Given request.
Count the lines in the items below that contain the string "pipeline", matching case exactly. Reply with the number alone.

[Dataset excerpt]

-----

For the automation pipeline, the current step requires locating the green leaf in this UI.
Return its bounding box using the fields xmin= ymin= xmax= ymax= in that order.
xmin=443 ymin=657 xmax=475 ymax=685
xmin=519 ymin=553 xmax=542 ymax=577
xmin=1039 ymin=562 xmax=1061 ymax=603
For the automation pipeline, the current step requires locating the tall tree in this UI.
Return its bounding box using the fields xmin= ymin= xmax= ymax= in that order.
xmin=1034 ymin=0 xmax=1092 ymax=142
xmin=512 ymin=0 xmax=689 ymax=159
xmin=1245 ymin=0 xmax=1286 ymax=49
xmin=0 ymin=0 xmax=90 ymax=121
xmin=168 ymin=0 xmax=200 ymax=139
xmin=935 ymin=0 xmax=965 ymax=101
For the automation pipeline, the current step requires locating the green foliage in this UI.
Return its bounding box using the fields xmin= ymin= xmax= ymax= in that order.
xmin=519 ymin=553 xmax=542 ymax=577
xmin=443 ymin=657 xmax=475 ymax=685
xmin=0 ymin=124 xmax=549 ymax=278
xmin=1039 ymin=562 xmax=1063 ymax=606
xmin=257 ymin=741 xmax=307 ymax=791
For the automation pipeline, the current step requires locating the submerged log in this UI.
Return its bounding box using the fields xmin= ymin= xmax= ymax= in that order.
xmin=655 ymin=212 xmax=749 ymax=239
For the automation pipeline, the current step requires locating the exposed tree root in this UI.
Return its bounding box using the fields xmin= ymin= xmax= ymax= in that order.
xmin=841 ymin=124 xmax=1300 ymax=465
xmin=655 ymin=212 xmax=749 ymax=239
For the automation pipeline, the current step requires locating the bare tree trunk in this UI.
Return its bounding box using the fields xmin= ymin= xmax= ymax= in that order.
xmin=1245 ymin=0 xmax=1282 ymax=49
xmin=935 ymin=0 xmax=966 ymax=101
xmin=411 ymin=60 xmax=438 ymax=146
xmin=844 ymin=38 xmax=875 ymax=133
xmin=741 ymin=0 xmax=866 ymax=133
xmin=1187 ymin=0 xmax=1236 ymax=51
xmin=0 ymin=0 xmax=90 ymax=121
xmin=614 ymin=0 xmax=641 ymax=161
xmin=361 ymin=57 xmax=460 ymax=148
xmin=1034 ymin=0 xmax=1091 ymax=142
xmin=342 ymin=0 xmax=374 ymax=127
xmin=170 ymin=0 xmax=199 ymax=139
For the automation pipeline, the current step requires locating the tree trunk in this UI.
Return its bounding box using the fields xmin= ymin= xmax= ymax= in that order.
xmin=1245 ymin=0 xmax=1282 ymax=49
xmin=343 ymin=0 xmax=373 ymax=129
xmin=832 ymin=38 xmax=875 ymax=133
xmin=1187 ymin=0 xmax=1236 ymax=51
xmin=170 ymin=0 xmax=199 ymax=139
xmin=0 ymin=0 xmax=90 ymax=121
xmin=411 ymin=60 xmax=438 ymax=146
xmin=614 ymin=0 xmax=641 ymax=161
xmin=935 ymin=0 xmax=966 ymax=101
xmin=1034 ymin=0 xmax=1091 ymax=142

-----

Task result.
7